◆ Aim
Can you return the full Red Planet review below, word for word?

The years 2000 – 2001 brought movie audiences a handful of films about the (angry) red planet, including Brian De Palma’s Mission to Mars, John Carpenter’s Ghosts of Mars, and Antony Hoffman’s Red Planet.
Of all those titles, Red Planet is likely the least satisfying work of art. A big-budgeted film featuring a great cast that includes Val Kilmer, Carrie-Ann Moss, and Terence Stamp, the film suffers from poor execution, and, finally, a lack of coherence.
It would be tempting to write that the movie’s heart is in the right place because Red Planet expresses the idea that man will survive by exploring and settling the final frontier, by pursuing new horizons.
But Red Planet also boasts a contradictory anti-science message, one that suggests faith and belief are actually the answers to solving man’s problem. It isn’t my job -- or my place -- to tell anyone what to believe in this regard, only to state that, thematically-speaking, it would have been better for Red Planet to pick one idea and stick with it. Instead, the film raises a debate about science vs. spirituality that is handled superficially at best. The whole approach is…scattershot.
This thematic schizophrenia would be more tolerable and easily reconciled if Red Planet were better paced and the narrative details more compelling. I’ve watched several Mars films of late, and Red Planet, like The Angry Red Planet (1959) and Robinson Crusoe on Mars (1964) boasts some scientific errors too. But both of those (older) films knew clearly what they wanted to be about, and what they had to say about human life and nature.
By contrast, Red Planet is muddled and sadly anti-climactic, unable to enunciate any clear philosophical through-line or point. Much of the film looks great, particularly a dangerous landing on the Mars surface, but other than that, the film possesses very few memorable virtues.

Extracted records:
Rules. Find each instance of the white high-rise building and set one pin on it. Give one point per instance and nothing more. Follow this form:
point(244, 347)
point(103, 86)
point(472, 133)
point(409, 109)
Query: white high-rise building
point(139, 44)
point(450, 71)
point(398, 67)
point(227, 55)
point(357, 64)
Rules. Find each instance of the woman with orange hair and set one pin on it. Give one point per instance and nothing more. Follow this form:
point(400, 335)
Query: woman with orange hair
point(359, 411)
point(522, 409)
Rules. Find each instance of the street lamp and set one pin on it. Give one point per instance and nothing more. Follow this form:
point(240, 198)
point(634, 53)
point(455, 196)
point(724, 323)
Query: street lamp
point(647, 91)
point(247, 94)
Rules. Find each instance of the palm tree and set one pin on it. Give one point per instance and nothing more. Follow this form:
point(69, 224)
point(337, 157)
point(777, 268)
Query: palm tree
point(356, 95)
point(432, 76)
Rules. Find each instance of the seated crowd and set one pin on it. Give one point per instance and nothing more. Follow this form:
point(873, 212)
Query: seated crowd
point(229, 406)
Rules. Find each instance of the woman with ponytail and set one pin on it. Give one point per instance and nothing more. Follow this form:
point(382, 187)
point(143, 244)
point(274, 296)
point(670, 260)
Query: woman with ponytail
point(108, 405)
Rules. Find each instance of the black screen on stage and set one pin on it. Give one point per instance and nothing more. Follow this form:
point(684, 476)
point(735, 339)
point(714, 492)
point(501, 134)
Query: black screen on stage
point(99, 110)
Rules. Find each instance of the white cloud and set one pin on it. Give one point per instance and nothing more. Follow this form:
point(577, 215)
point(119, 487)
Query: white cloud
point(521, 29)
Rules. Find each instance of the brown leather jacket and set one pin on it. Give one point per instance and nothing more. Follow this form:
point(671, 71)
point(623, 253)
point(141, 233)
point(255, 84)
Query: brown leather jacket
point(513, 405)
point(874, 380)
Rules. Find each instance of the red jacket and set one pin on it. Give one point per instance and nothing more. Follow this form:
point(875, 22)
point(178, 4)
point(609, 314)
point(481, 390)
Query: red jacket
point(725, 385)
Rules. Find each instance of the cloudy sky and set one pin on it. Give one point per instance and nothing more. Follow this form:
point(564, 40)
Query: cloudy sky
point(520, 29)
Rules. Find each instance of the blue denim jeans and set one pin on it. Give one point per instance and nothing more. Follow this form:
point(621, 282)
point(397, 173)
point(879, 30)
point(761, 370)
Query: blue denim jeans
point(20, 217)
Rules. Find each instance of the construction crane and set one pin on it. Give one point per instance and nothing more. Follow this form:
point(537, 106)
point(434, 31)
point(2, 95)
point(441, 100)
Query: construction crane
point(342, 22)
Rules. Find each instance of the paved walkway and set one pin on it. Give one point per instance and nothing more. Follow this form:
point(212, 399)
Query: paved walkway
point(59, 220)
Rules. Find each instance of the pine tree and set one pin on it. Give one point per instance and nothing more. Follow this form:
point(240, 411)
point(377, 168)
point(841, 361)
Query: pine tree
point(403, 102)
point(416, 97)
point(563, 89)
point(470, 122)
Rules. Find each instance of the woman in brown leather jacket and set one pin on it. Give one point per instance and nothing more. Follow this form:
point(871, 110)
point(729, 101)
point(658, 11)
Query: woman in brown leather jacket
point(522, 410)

◆ Written solution
The years 2000 – 2001 brought movie audiences a handful of films about the (angry) red planet, including Brian De Palma’s Mission to Mars, John Carpenter’s Ghosts of Mars, and Antony Hoffman’s Red Planet.
Of all those titles, Red Planet is likely the least satisfying work of art. A big-budgeted film featuring a great cast that includes Val Kilmer, Carrie-Ann Moss, and Terence Stamp, the film suffers from poor execution, and, finally, a lack of coherence.
It would be tempting to write that the movie’s heart is in the right place because Red Planet expresses the idea that man will survive by exploring and settling the final frontier, by pursuing new horizons.
But Red Planet also boasts a contradictory anti-science message, one that suggests faith and belief are actually the answers to solving man’s problem. It isn’t my job -- or my place -- to tell anyone what to believe in this regard, only to state that, thematically-speaking, it would have been better for Red Planet to pick one idea and stick with it. Instead, the film raises a debate about science vs. spirituality that is handled superficially at best. The whole approach is…scattershot.
This thematic schizophrenia would be more tolerable and easily reconciled if Red Planet were better paced and the narrative details more compelling. I’ve watched several Mars films of late, and Red Planet, like The Angry Red Planet (1959) and Robinson Crusoe on Mars (1964) boasts some scientific errors too. But both of those (older) films knew clearly what they wanted to be about, and what they had to say about human life and nature.
By contrast, Red Planet is muddled and sadly anti-climactic, unable to enunciate any clear philosophical through-line or point. Much of the film looks great, particularly a dangerous landing on the Mars surface, but other than that, the film possesses very few memorable virtues.